(Position identification records)
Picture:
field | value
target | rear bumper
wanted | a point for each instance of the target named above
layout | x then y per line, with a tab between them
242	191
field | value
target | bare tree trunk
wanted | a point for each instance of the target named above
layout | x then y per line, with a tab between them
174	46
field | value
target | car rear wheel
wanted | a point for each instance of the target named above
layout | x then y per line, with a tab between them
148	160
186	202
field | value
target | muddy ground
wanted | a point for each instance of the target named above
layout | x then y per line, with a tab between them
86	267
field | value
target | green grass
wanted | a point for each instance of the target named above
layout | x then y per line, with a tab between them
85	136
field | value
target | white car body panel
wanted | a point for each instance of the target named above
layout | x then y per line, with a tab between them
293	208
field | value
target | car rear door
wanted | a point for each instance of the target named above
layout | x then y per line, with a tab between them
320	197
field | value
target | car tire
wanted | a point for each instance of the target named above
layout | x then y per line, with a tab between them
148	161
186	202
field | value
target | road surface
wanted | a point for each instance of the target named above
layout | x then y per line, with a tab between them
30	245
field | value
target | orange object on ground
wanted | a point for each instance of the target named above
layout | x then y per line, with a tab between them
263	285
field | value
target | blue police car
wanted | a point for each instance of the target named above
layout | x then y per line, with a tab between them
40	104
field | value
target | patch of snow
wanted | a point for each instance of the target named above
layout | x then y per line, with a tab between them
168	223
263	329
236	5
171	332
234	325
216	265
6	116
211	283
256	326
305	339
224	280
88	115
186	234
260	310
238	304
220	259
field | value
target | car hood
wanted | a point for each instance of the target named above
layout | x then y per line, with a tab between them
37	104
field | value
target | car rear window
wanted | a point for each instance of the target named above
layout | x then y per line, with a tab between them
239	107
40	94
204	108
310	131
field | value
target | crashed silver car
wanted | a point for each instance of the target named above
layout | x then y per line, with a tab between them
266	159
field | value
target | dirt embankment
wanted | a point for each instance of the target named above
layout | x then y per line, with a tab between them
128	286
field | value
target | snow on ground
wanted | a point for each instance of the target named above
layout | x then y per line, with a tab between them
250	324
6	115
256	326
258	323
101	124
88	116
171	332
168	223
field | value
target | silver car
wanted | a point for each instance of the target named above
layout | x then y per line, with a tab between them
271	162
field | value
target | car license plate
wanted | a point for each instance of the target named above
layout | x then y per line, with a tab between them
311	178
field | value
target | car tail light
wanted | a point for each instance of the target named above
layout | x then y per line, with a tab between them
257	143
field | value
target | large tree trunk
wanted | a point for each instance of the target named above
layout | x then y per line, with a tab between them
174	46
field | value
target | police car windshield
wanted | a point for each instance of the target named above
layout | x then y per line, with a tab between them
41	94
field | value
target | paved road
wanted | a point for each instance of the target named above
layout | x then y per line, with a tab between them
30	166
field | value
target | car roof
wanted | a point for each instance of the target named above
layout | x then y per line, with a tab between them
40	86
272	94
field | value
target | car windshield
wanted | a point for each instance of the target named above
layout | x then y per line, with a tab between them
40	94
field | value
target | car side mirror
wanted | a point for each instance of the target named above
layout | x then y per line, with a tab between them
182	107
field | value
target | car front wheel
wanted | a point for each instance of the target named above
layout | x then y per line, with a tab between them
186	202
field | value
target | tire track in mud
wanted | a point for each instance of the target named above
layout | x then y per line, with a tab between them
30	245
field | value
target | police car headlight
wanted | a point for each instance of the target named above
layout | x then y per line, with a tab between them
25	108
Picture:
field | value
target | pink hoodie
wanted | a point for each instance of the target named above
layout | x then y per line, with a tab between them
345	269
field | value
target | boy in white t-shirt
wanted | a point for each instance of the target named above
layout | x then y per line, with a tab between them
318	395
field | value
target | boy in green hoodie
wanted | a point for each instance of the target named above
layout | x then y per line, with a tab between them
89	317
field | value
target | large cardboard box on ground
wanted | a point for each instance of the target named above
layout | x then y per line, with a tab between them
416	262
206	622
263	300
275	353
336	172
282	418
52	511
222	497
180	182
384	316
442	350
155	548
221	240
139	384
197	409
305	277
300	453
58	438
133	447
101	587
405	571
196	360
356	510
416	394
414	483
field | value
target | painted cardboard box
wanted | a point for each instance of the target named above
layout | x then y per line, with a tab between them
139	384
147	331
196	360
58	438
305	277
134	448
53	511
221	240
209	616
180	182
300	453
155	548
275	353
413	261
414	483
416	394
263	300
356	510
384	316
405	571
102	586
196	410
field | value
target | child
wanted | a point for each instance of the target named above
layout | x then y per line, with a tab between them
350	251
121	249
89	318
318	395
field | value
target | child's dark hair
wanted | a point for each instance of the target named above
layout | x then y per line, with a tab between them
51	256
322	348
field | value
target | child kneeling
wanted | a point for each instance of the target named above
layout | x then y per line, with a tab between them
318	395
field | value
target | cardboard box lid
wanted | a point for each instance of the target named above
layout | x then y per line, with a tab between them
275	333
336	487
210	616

> **What you need to do**
Please restate the records in full, word for word.

> **The completed task**
Picture:
field | value
target | rear bumper
wanted | a point for each instance of the target named above
layout | x then y per line, with a tab between them
242	191
field | value
target | bare tree trunk
wanted | a point for each instance of the target named above
layout | x then y per line, with a tab between them
174	46
field | value
target | car rear wheel
wanted | a point for each instance of the target named above
layout | x then y per line, with a tab between them
148	160
186	202
field | value
target | muddy ground
wanted | a point for each instance of the target named above
layout | x then y per line, with a tab between them
86	267
field | value
target | green grass
wanted | a point for each instance of the target named above
layout | x then y per line, with a tab between them
85	136
field | value
target | white car body panel
wanted | a point for each instance of the target named above
layout | x then y per line, with a tab between them
293	208
field | value
target | car rear door
wanted | a point for each instance of the target named above
layout | x then y per line, with a tab between them
320	197
field | value
target | car tire
wanted | a point for each instance of the target named above
layout | x then y per line, with a tab between them
148	161
186	202
field | value
target | road surface
wanted | a point for each instance of the target named above
layout | x then y per line, with a tab between them
30	245
field | value
target | orange object on ground
wanted | a point for each instance of the target named above
layout | x then y per line, with a tab between them
263	285
field | value
target | blue police car
wanted | a point for each instance of the target named above
layout | x then y per line, with a tab between them
40	104
field | value
target | patch of snow
wanted | a point for each instance of the target named above
layout | x then y per line, with a tab between them
168	223
263	329
236	5
171	332
234	325
216	265
6	116
211	283
256	326
305	339
224	280
88	115
186	234
260	310
238	304
220	259
field | value
target | car hood
wanted | a point for each instance of the target named above
layout | x then y per line, with a tab between them
37	104
field | value
target | car rear window
wanted | a point for each instance of the target named above
layout | x then y per line, with a tab between them
239	107
40	94
204	108
310	131
field | value
target | crashed silver car
wanted | a point for each instance of the target named above
layout | x then y per line, with a tab between them
266	159
field | value
target | dirt embankment
wanted | a point for each instance of the target named above
layout | x then y per line, with a tab between them
128	286
field | value
target | snow on ground
wanted | a point for each instance of the target named above
layout | x then y per line, with a tab between them
250	324
6	115
256	326
258	323
101	124
88	116
171	332
168	223
field | value
target | silver car
wanted | a point for each instance of the target named above
layout | x then y per line, with a tab between them
271	162
field | value
target | car license plate
wanted | a point for each instance of the target named above
layout | x then y per line, with a tab between them
311	178
field | value
target | car tail light
wanted | a point for each instance of the target named above
layout | x then y per line, with a tab between them
257	143
field | value
target | large tree trunk
wanted | a point for each instance of the target named above
layout | x then y per line, with a tab between them
174	46
field | value
target | police car windshield
wanted | a point for each instance of the target named above
layout | x then y per line, with a tab between them
41	94
field | value
target | paved road
wanted | a point for each instance of the target named above
layout | x then y per line, with a tab between them
30	166
field | value
target | car roof
wanted | a point for each instance of the target named above
layout | x then y per line, with a tab between them
40	86
272	94
field | value
target | car windshield
wanted | a point for each instance of the target named above
layout | x then y per line, with a tab between them
40	94
field | value
target | car side mirror
wanted | a point for each instance of the target named above
layout | x then y per line, with a tab between them
182	107
field | value
target | car front wheel
wanted | a point for each instance of the target named above
layout | x then y per line, with a tab between them
186	202
field | value
target | tire track in mud
wanted | a point for each instance of the target named above
layout | x then y per line, with a tab between them
30	245
field | value
target | police car headlight
wanted | a point for each instance of the target named above
layout | x then y per line, with a tab between them
25	108
Picture:
field | value
target | pink hoodie
wanted | a point for each instance of the target named above
layout | x then y per line, with a tab between them
345	269
field | value
target | boy in white t-shirt
wanted | a point for each instance of the target named above
layout | x then y per line, with a tab between them
318	395
field | value
target | boy in green hoodie
wanted | a point for each instance of the target named above
layout | x then y per line, with a tab between them
89	317
field | value
target | large cardboard box on ground
wanted | a point for each instance of the target named above
layout | x then y per line, with a tab between them
416	262
206	622
263	300
275	353
336	172
282	418
52	511
222	497
180	182
384	316
442	350
155	548
221	240
139	384
197	409
305	277
300	453
58	438
133	447
101	587
405	571
196	360
356	510
416	394
414	483
field | value
target | painted cardboard box
wanted | a point for each instance of the target named above
layout | x then y per line, with a tab between them
139	384
147	331
196	360
58	438
305	277
134	448
53	511
221	240
209	616
180	182
300	453
155	548
275	353
413	261
414	483
416	394
263	300
356	510
384	316
405	571
102	586
196	410
field | value
target | child
wanted | a point for each instance of the target named above
layout | x then y per line, with a tab between them
350	251
121	249
89	318
318	395
field | value
target | child's dark hair
wanted | a point for each instance of the target named above
layout | x then y per line, with a tab between them
51	256
322	348
field | value
target | child kneeling
wanted | a point for each instance of the target named above
layout | x then y per line, with a tab between them
318	395
field | value
target | cardboard box lid
wanted | a point for each instance of the target named above
layout | x then y per line, with a tab between them
275	333
336	487
210	616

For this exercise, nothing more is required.